__WORK TO COMPLETE__:
Look below for the line containing "Give one GeoJSON". Reproduce it and every line after it exactly, and nothing more.

___ DATA ___

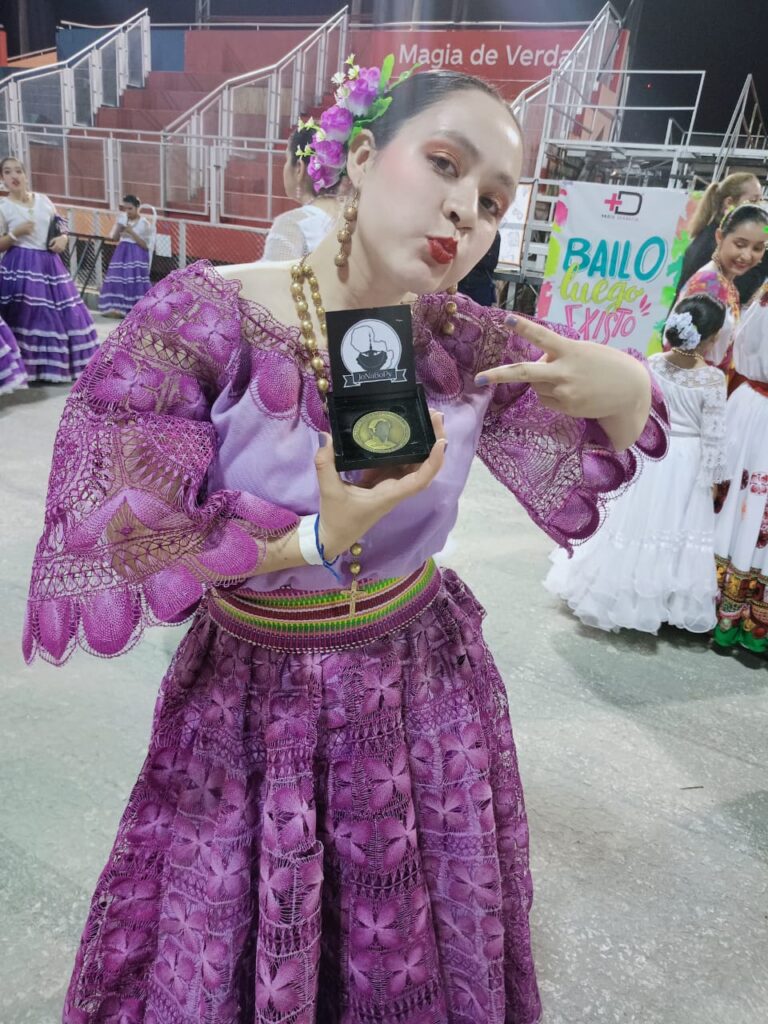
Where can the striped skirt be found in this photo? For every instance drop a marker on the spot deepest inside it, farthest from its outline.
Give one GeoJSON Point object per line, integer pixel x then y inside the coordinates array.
{"type": "Point", "coordinates": [12, 374]}
{"type": "Point", "coordinates": [127, 280]}
{"type": "Point", "coordinates": [42, 307]}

___

__PROBLEM SOLUTION__:
Give one GeoJSON Point object per line, integer pixel x then y inside the coordinates array.
{"type": "Point", "coordinates": [12, 374]}
{"type": "Point", "coordinates": [127, 280]}
{"type": "Point", "coordinates": [42, 307]}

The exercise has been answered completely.